═════ RECORDS PROVIDED

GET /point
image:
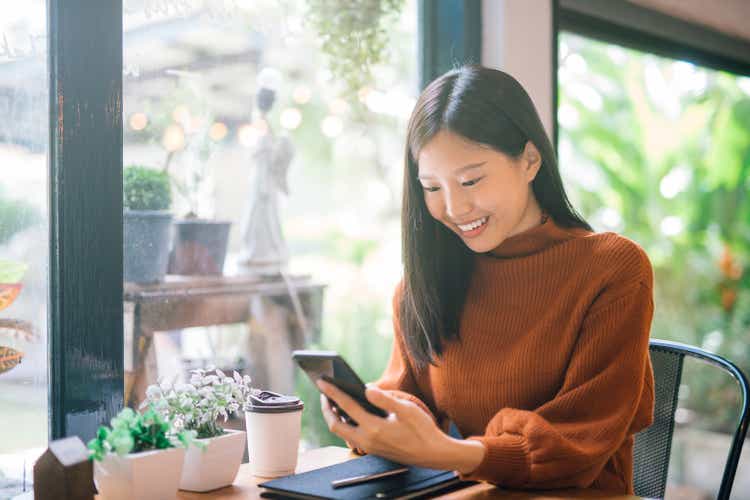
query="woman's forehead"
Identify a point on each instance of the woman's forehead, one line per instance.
(450, 152)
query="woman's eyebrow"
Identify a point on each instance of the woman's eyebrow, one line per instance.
(458, 171)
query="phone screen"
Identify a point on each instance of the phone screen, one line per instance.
(332, 368)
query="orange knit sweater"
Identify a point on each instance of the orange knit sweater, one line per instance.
(552, 372)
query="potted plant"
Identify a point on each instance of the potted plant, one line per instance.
(147, 223)
(138, 457)
(199, 243)
(196, 407)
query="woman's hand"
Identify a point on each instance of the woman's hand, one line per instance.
(407, 435)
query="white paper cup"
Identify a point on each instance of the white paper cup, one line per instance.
(273, 423)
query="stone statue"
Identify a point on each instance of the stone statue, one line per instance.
(264, 250)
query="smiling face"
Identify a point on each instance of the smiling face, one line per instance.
(481, 194)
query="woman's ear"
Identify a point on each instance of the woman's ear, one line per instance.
(532, 160)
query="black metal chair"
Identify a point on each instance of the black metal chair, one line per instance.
(653, 445)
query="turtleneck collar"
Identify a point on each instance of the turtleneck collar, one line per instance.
(534, 240)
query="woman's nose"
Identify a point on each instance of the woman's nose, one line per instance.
(457, 205)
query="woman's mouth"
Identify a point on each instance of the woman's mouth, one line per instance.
(473, 229)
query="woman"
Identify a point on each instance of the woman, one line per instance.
(513, 320)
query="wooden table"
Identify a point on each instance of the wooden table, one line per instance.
(246, 485)
(188, 301)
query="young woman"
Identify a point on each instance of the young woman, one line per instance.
(514, 320)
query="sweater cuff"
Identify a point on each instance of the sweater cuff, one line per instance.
(410, 397)
(505, 461)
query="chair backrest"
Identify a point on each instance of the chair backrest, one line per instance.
(653, 445)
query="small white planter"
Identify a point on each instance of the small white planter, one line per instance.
(216, 465)
(149, 475)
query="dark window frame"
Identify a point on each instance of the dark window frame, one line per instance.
(85, 312)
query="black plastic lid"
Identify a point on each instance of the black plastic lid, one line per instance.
(273, 402)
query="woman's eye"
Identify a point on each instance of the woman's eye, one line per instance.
(472, 182)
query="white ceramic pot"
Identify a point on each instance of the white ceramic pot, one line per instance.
(148, 475)
(214, 466)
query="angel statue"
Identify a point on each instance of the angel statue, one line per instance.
(264, 249)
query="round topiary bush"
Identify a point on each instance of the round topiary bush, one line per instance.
(146, 188)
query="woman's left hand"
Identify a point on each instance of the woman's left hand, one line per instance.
(407, 435)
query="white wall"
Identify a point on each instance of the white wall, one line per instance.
(517, 38)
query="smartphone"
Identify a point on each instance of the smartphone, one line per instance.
(332, 368)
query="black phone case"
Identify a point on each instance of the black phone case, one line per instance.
(347, 380)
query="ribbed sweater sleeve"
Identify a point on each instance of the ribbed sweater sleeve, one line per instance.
(568, 440)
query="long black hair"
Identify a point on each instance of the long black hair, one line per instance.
(488, 107)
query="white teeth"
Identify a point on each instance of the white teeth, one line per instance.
(472, 225)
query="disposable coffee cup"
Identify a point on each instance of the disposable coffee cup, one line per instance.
(273, 422)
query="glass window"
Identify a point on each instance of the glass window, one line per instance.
(24, 241)
(657, 149)
(285, 171)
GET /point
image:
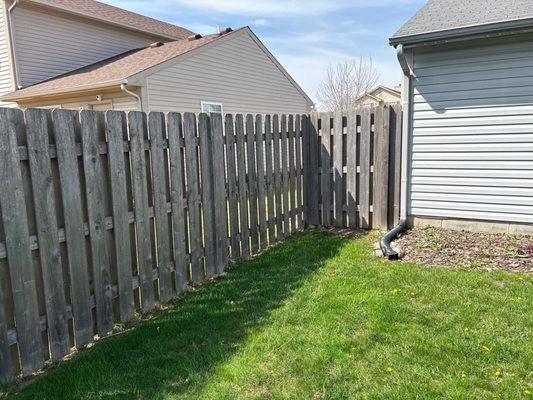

══════════

# REQUIRED ACTION:
Go through the listing above and write it out again exactly, dropping the pictures.

# SOLUTION:
GET /point
image:
query="woman's forehead"
Identify a point on each instance of the woman's forehead, one line per instance.
(450, 152)
query="woman's eyebrow"
Identify a point on each instance of the woman's eyebrow, one line per instance.
(458, 171)
query="phone screen"
Identify a point on each instance of the phone screen, one line per instance.
(332, 368)
query="orange knit sweater"
Identify a point on each instance of the orange knit sweater, one line per instance.
(552, 372)
query="potted plant"
Identify a point on each instance of the potted plant, one line per instance.
(147, 223)
(138, 457)
(199, 243)
(196, 407)
query="woman's hand"
Identify a point on each instance of the woman's hand, one line per instance.
(407, 435)
query="white paper cup"
Identify a point on each instance of the white paper cup, one line per instance.
(273, 423)
query="stone statue"
Identify a point on each instance of the stone statue, one line per instance.
(264, 250)
query="smiling face"
Identify a point on each instance of the smiling face, one line per instance.
(481, 194)
query="woman's ear"
Identify a point on each instance of the woman's ear, one line per instance.
(532, 160)
query="black metal chair"
Identify a point on each instance of the black metal chair, one line per instance.
(653, 445)
query="turtleneck collar"
Identify a point on each instance of the turtleneck collar, one line per instance.
(534, 240)
query="woman's nose"
Identify a point on each instance of the woman's nose, one line per instance.
(457, 205)
query="woman's mouth"
Identify a point on each instance of the woman's mouth, one line per instance.
(473, 229)
query="woman"
Identify a point on each instance of the woman, one line per instance.
(513, 320)
query="wooden table"
Identify a point on each instance of the wooden table, one line per instance.
(246, 485)
(188, 301)
query="young woman"
Identify a point on each instance of the young woman, one line per instance.
(514, 320)
query="sweater cuff"
Identify a point on each instance of the sweater cuff, one line per instance.
(410, 397)
(505, 461)
query="chair backrest"
Identify a point on each instance of the chair backrest, one line per instance.
(653, 445)
query="small white planter"
Identify a point on each instance of the small white planter, one line per instance.
(216, 465)
(149, 475)
query="dark window frame"
Identify a point on each instance of the dark window frame, one line per instance.
(85, 312)
query="black plastic lid"
Identify a point on each instance of the black plastic lid, one line per instance.
(273, 402)
query="woman's eye"
Identify a point on each instance of the woman's eye, one line per instance.
(472, 182)
query="white ceramic pot"
Identify a point on each instance of the white ceramic pot, one line per instance.
(148, 475)
(214, 466)
query="angel statue"
Identify a point on each instance of the angel statue, one line per instance.
(264, 249)
query="round topiary bush"
Identify a point on each instance of the round topiary bush, one line per instance.
(146, 188)
query="woman's left hand"
Identify a point on each instance of the woman's left hand, one line per instance.
(407, 435)
query="white wall"
Identify a point on each instance of the white wall, one line per instance.
(517, 38)
query="smartphone"
Identify a point on each instance of the smartphone, one line per instance.
(332, 368)
query="black phone case"
Identify a point on each instance of the black phone case, one line per instance.
(347, 380)
query="ribbed sweater sleeve"
Identify a point on each instance of the ribbed sweater sleeve, one line per instance.
(568, 440)
query="long black hair"
Identify a point on each instance of the long black hair, one line per instance.
(488, 107)
query="white teeth"
Identify a point on each instance of the white teeth, one line per instance.
(472, 225)
query="disposable coffee cup"
Identify a point on each instance of the disposable coffee cup, one line per instance.
(273, 422)
query="glass window"
Identify a point on each instance of the glass window, one line per instance.
(24, 241)
(657, 149)
(285, 171)
GET /point
image:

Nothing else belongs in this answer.